Region pointing data
--------------------------------------------------
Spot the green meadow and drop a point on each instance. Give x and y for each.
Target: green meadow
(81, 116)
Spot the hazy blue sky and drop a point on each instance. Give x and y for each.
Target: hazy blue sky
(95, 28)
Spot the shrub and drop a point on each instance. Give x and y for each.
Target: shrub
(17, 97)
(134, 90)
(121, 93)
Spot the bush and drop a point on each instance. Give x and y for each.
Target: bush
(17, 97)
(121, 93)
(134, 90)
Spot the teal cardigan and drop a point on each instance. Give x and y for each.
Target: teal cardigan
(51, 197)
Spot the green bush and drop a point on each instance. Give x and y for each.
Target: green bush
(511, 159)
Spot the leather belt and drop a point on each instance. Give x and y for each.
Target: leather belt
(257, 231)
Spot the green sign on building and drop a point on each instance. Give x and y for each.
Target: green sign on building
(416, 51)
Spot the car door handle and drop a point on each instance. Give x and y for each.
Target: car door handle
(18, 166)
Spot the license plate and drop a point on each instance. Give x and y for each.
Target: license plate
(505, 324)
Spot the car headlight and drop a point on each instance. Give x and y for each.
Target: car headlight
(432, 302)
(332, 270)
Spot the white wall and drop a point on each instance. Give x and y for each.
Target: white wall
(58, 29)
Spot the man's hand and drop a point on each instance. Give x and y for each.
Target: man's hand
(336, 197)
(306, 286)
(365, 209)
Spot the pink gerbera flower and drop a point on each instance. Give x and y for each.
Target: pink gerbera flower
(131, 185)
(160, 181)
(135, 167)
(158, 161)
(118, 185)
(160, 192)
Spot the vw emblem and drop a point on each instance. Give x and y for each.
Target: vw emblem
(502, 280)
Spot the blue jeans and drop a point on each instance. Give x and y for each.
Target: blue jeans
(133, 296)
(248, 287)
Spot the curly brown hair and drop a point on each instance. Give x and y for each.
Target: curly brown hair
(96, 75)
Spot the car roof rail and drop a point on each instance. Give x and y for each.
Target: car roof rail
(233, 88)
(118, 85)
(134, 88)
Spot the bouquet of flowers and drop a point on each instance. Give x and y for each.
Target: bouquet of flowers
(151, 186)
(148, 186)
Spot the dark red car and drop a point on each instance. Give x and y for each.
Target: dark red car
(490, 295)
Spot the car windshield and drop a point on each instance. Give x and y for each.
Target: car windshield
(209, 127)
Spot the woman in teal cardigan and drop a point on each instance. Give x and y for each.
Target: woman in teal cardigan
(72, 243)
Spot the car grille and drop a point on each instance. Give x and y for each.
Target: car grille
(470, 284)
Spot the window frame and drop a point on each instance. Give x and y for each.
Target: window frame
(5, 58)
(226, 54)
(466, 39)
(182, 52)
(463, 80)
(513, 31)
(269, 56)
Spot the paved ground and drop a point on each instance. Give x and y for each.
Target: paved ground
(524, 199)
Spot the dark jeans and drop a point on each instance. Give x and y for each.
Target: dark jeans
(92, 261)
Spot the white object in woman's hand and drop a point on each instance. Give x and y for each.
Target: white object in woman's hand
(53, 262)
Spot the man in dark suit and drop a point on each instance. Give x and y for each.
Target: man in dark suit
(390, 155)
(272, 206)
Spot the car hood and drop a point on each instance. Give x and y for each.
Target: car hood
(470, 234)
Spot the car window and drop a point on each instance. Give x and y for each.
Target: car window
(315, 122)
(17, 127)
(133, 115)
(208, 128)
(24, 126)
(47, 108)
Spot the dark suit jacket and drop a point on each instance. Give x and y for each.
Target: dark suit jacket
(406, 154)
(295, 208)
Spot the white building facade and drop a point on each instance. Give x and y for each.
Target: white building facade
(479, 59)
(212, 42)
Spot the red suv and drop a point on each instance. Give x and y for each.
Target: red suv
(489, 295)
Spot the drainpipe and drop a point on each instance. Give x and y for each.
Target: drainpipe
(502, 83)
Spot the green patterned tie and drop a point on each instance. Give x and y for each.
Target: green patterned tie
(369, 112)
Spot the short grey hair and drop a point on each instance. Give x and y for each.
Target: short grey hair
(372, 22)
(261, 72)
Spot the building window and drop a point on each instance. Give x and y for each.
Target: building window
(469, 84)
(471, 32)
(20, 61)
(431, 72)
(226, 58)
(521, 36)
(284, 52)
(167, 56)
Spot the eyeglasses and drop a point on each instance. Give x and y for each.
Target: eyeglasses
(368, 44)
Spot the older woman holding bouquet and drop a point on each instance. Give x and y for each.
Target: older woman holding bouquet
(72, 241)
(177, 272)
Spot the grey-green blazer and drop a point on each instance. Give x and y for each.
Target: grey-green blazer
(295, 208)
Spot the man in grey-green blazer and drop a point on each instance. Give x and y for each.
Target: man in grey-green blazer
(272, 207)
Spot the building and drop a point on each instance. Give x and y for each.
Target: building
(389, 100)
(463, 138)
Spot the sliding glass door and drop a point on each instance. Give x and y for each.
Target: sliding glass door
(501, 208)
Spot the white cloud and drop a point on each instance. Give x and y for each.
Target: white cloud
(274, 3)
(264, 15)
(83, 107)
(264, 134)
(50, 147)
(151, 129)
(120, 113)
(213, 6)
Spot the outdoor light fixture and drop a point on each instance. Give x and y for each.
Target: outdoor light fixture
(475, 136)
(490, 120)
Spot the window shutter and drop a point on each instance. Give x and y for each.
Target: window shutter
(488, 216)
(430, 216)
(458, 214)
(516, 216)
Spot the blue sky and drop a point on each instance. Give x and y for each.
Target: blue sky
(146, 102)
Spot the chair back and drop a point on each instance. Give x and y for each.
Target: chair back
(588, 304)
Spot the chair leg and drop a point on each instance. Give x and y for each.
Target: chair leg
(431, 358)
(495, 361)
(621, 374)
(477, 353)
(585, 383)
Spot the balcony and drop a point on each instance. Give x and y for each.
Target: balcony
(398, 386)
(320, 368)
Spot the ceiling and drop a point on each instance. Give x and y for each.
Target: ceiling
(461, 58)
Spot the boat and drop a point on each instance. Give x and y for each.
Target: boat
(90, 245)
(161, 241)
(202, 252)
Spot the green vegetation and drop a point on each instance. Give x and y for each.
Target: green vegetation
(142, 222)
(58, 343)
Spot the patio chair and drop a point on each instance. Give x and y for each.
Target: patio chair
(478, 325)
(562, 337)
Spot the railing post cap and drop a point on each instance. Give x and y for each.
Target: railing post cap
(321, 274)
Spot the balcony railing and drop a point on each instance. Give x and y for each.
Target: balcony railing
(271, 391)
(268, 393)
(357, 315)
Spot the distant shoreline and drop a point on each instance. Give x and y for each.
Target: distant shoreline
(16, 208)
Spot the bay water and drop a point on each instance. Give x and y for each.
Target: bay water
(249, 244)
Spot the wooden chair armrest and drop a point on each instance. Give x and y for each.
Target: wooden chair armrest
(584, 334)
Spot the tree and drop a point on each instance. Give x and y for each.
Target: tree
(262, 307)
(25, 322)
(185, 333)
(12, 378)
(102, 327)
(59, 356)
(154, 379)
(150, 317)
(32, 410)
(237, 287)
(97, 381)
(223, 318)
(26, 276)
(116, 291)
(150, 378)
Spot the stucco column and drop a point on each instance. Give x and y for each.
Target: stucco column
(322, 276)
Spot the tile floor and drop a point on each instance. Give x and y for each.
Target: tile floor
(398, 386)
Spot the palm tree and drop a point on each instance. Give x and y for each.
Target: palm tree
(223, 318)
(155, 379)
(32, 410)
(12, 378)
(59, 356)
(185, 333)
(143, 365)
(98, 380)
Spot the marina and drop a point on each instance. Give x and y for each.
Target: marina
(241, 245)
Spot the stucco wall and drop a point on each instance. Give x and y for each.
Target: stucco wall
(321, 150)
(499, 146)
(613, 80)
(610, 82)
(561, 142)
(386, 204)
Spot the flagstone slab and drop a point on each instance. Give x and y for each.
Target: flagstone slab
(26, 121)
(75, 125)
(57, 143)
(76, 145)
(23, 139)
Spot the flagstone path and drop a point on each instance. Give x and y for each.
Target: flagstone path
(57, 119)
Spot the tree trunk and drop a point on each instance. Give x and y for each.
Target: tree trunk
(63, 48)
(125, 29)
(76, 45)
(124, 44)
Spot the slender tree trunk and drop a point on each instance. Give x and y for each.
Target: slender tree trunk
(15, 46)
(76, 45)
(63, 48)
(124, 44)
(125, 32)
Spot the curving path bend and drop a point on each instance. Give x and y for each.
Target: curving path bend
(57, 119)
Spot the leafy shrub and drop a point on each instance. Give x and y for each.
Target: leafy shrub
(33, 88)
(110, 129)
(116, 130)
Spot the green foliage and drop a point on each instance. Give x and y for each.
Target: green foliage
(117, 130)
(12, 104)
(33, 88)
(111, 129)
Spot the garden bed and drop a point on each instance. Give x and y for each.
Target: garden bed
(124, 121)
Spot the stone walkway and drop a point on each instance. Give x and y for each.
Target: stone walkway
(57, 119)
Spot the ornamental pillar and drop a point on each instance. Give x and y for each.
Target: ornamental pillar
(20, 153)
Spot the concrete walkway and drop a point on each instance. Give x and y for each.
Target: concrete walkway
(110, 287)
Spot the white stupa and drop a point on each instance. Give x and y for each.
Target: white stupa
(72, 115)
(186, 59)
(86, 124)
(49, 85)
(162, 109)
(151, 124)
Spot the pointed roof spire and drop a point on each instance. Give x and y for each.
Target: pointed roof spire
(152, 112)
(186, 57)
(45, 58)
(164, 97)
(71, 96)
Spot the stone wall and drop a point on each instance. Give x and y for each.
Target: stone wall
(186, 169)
--------------------------------------------------
## WHAT YOU HAVE TO DO:
Given the records above, restate word for word only the lines starting at the one with "Spot the white stupa" and ending at the one with "Spot the stone wall".

## TASK OUTPUT:
Spot the white stupa and drop a point on each instance. Give x and y for each.
Target: white stupa
(72, 115)
(186, 59)
(86, 124)
(49, 85)
(162, 109)
(151, 124)
Spot the pointed roof spire and drop a point on each instance. Give x and y for each.
Target: pointed roof spire
(152, 112)
(186, 57)
(45, 58)
(164, 97)
(71, 96)
Spot the stone wall and drop a point on each instance. Give x and y for each.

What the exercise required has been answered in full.